STATED TASK :: Please return, unchanged, the lines of the data below from the line with "trace the outline of every instance of the butterfly" up to and including the last line of the data.

#### RECORDS SHOWN

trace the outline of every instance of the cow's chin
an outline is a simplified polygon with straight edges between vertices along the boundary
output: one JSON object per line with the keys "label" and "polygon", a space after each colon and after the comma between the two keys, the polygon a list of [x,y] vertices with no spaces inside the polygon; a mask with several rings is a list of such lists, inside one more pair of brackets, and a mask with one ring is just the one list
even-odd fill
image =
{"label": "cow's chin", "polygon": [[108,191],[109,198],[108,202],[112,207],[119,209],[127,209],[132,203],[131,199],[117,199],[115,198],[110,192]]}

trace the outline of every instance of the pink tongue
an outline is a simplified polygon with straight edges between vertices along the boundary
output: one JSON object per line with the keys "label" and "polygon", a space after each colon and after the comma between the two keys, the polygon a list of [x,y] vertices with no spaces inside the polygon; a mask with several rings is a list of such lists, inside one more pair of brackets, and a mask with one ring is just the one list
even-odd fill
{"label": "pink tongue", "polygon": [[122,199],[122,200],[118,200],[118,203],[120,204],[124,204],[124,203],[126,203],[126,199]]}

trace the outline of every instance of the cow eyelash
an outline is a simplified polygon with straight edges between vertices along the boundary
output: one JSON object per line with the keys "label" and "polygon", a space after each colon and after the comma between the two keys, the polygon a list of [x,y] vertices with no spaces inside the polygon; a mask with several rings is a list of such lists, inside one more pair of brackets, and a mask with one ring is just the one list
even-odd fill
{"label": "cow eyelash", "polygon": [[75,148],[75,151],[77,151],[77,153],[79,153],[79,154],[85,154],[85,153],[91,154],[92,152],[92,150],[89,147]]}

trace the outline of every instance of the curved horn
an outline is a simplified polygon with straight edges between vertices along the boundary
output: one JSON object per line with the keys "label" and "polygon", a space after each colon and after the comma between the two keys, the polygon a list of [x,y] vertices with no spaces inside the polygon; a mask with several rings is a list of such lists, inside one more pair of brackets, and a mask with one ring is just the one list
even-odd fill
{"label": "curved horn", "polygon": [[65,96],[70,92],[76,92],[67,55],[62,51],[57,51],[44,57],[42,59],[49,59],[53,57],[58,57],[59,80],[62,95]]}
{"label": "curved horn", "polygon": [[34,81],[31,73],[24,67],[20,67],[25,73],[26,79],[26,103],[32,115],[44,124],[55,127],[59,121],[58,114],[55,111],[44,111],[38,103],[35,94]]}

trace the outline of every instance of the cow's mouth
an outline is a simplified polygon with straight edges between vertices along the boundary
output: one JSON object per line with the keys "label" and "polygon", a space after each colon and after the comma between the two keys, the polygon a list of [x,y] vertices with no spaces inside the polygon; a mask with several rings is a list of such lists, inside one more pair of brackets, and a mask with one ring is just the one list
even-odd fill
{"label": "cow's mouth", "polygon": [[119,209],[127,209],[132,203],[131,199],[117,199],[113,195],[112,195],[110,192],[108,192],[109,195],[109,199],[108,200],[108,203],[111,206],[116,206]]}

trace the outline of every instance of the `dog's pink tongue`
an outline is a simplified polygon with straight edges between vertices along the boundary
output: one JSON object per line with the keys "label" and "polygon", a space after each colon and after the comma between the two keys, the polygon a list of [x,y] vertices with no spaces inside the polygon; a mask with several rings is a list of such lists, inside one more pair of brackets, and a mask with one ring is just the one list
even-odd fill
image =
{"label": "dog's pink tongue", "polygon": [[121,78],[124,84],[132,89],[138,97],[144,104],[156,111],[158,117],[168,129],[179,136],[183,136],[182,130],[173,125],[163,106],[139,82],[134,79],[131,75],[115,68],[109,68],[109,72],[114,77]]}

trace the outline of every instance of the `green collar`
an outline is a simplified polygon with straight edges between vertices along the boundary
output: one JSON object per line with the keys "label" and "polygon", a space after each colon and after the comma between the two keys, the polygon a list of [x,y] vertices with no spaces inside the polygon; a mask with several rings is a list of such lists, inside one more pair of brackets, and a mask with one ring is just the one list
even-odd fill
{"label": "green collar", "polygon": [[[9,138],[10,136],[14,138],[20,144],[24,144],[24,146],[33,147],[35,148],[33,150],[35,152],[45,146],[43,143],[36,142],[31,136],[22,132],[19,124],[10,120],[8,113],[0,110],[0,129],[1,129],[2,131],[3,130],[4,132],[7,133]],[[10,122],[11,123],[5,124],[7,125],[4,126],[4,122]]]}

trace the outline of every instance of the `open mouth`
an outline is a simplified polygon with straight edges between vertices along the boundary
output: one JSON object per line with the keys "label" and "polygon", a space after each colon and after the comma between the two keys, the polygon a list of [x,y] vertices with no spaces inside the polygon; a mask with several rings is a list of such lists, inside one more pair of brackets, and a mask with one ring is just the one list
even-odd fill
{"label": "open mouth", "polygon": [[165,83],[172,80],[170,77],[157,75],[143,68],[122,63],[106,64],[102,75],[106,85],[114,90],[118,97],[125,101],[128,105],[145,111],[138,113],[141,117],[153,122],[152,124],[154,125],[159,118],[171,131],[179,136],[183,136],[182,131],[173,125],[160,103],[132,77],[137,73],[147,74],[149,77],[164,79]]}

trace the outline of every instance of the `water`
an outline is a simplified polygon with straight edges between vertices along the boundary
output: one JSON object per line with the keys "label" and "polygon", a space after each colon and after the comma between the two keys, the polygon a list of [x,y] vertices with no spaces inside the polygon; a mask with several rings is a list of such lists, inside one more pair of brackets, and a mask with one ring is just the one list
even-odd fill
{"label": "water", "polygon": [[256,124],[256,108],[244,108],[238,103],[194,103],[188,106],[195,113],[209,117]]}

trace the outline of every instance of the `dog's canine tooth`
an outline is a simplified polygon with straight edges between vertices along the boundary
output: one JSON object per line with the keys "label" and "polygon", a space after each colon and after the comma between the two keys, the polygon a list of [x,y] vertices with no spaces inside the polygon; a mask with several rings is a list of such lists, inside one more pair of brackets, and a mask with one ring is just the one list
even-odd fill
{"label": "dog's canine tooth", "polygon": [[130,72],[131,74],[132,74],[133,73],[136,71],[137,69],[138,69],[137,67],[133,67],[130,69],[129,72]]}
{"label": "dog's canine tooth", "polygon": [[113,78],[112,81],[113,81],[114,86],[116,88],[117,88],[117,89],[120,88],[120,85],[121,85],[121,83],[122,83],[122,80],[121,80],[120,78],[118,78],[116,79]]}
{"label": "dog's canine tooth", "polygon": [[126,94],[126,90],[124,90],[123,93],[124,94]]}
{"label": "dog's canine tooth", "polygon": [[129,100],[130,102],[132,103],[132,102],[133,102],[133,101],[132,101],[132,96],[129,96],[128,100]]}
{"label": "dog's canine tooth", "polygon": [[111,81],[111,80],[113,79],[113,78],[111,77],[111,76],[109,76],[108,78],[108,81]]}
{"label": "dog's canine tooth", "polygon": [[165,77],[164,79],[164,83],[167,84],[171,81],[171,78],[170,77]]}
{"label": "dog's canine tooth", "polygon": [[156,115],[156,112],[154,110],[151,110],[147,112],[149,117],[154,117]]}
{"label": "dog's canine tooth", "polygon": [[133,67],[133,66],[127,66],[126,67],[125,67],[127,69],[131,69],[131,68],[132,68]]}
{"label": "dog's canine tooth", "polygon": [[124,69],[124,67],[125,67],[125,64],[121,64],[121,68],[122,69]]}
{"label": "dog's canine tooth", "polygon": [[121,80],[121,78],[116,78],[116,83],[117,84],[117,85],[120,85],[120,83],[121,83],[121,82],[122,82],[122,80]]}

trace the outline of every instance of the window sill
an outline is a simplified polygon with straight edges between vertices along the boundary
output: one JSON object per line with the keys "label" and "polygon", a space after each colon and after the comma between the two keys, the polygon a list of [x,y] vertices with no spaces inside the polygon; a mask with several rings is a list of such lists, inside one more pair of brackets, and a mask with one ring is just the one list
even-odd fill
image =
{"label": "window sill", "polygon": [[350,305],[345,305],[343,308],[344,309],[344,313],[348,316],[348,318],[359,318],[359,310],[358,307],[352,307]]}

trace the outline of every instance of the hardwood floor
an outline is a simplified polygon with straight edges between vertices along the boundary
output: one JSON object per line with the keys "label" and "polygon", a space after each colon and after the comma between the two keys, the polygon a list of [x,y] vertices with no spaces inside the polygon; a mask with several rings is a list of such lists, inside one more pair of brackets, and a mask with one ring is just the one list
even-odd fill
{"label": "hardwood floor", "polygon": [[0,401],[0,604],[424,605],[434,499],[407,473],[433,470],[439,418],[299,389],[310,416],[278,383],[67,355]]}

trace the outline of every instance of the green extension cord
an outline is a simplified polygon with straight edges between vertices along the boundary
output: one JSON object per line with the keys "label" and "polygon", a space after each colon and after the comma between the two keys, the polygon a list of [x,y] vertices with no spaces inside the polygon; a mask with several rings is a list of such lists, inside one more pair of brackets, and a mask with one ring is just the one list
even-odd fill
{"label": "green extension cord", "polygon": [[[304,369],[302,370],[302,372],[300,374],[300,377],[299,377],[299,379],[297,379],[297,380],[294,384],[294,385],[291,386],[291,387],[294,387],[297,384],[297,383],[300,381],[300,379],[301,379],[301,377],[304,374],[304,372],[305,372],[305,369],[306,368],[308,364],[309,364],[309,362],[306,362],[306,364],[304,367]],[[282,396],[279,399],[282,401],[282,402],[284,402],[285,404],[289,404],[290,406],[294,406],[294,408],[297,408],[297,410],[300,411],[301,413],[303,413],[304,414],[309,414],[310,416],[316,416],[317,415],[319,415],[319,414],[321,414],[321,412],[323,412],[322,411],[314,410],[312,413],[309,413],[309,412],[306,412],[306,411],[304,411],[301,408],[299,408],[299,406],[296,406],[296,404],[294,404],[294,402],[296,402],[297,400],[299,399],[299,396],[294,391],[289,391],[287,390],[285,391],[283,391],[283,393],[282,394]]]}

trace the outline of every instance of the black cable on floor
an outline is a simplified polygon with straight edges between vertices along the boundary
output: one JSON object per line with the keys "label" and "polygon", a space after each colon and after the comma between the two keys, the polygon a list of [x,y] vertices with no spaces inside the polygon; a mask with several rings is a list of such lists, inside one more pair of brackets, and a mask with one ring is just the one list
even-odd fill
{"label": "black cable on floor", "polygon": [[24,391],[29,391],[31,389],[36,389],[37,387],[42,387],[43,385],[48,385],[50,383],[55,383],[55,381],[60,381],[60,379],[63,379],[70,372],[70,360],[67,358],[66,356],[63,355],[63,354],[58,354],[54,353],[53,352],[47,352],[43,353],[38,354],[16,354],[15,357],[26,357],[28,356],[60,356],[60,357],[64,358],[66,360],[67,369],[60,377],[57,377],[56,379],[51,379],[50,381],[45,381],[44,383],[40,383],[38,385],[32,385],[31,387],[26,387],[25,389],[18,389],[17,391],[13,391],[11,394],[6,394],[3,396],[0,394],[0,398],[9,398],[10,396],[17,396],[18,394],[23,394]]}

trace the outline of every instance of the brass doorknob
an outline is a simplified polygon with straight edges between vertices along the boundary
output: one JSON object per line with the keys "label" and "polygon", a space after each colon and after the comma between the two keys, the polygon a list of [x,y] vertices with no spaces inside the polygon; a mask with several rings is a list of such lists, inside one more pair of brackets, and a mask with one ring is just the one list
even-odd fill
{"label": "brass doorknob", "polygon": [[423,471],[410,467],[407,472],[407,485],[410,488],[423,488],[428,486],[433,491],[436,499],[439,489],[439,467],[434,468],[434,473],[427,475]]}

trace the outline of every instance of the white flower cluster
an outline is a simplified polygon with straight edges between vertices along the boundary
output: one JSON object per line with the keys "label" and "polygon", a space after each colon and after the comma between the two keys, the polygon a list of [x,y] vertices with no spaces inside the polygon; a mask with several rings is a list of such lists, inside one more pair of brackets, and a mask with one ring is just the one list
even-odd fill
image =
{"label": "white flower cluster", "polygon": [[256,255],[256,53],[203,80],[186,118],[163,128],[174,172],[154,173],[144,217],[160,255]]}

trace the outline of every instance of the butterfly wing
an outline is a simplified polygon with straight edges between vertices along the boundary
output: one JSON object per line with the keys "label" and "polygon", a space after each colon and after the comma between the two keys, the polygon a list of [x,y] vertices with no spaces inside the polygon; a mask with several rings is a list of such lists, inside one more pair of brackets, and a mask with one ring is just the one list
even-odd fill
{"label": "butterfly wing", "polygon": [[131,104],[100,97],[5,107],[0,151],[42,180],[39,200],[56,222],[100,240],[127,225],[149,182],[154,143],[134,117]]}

########

THE RESULT ::
trace the outline of every instance of the butterfly wing
an outline is a simplified polygon with straight edges between vertices along the boundary
output: one JSON object per line with the keys "label" and "polygon", a space after each colon and after the comma between the two keys, the polygon a list of [x,y] vertices with no spaces inside the polygon; a mask with several rings is a list of such lists, inside one more pair of brackets, and a mask with one ring is just the one list
even-odd fill
{"label": "butterfly wing", "polygon": [[131,104],[100,97],[5,107],[0,151],[42,180],[39,200],[56,222],[100,240],[127,225],[149,182],[154,143],[134,117]]}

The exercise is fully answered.